> Excerpt to read
Open Source as a Model for Business Is Elusive - bengebre
http://www.nytimes.com/2009/11/30/technology/business-computing/30open.html?ref=business

======
olefoo
Open Source for businesses is a tactic, not a strategy. And open source
projects are orthogonal to business products.

Most of us are working on startups where it makes sense to leverage available
open-source toolkits to solve problems rather than buying prefab solutions.
But for larger and more established companies it has always been the case that
service and support costs are the primary driver of decisionmaking. Businesses
don't buy a box of bits labeled Oracle, they buy into the support structure
that trains Oracle consultants and DBAs, and that ensures that they will be
able to solve their data management problems using Oracle tools. To some
extent it doesn't matter whether the underlying software is or is not open
source, it matters whether the toolkit and the techniques that that software
represents can be used to solve problems effectively.

In situations where you need to be monkeying with the inner workings of your
infrastructure; open source is a clear win, likewise when you are strapped for
cash. But if you have cash on hand and a well supported solution that covers
your use case; a packaged solution from a vendor may be a better value.

------
rgp
The missing point in the article is the role that OS software has in the
Internet Companies. The greater economic impact is the savings and flexibility
that has companies to run on a OS platform.

I would like to hear an estimation of how costly would be to run the Internet
with only proprietary software.

------
patio11
_“In the current economic context, all companies are looking for cost-
effective I.T. solutions, and systems based on open-source software are
increasingly emerging as viable alternatives to proprietary solutions,” said
the European Commission’s competition chief, Neelie Kroes, in a recent
statement. “The commission has to ensure that such alternatives would continue
to be available.”_

Well ma'am, I've got good news and bad news for you. The good news: MySQL will
continue to be available, regardless of what you do. The bad news: MySQL will
continue to be available regardless of what you do.

------
iworkforthem
@olefoo is right.. Open source is definitely a tactics! For startup inc, it is
a excellent to build a product to sell for profits.

The same is for Enterprise Software... it is also a tactics..

------
known
I agree and I think relevant Govt regulation can boost Open source software
sales.

Entries for labeling object positions
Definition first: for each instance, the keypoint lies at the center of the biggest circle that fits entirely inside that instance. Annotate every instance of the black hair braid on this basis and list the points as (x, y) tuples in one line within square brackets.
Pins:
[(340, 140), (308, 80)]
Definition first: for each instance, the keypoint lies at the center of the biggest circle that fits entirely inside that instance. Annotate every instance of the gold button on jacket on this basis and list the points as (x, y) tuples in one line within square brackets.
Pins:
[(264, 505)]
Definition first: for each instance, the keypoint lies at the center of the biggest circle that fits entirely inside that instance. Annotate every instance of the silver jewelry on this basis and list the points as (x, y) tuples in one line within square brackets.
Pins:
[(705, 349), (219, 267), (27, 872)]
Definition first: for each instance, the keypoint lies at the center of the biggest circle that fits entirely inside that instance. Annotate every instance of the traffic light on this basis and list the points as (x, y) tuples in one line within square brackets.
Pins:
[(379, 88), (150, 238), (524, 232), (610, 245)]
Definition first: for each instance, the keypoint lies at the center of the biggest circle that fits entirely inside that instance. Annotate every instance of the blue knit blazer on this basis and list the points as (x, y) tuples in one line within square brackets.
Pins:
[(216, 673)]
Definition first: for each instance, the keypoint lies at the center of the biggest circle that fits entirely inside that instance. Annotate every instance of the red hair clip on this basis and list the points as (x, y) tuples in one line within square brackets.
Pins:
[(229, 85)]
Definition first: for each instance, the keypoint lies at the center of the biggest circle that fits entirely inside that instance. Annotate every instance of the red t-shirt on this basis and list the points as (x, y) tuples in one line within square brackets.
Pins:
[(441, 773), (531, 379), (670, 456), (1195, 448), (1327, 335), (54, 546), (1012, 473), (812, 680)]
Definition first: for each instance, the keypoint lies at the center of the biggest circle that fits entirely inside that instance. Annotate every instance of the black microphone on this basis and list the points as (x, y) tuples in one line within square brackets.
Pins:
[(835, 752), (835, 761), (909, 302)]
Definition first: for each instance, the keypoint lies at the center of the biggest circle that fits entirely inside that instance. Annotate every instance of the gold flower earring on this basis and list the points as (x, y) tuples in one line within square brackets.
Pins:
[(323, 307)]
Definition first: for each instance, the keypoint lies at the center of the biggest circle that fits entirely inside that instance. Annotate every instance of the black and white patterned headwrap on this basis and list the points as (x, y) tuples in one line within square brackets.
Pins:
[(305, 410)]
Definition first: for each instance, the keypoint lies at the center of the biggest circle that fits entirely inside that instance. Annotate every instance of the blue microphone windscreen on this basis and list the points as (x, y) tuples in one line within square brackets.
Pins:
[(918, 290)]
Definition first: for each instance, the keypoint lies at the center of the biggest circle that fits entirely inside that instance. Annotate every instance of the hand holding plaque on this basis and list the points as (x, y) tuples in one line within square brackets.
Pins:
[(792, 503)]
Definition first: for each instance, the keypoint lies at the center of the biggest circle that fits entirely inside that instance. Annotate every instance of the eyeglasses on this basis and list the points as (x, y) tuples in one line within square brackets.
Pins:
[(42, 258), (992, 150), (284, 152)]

> To do
• a. From the open-source business thread, reproduce the passage from "Most of us are" up to and including "buying prefab solutions.".
• b. Answer these questions using the open-source business thread:
(i) According to olefoo, what has always been the primary driver of decisionmaking for larger and more established companies?
(ii) Who is quoted as the European Commission's competition chief?
(iii) What does the commenter known say could boost open source software sales?

> Task-by-task answers
• a.
Most of us are working on startups where it makes sense to leverage available
open-source toolkits to solve problems rather than buying prefab solutions.

• b.
(i) Service and support costs.
(ii) Neelie Kroes.
(iii) Relevant government regulation.